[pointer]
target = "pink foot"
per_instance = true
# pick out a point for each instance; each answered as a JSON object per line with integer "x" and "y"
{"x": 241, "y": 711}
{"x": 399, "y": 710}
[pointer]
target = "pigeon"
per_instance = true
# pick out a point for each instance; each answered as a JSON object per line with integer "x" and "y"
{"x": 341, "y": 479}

→ **GOAL OF THE EXERCISE**
Reproduce all of the entries above verbatim, line for line.

→ **RESULT OF THIS EXERCISE**
[pointer]
target = "pink foot"
per_instance = true
# pick out a point for each instance; each answered as a JSON object per line with integer "x" and "y"
{"x": 241, "y": 711}
{"x": 399, "y": 710}
[pointer]
target = "pigeon"
per_instance = true
# pick out a point for each instance; each answered as a JSON object per line with integer "x" and "y"
{"x": 341, "y": 479}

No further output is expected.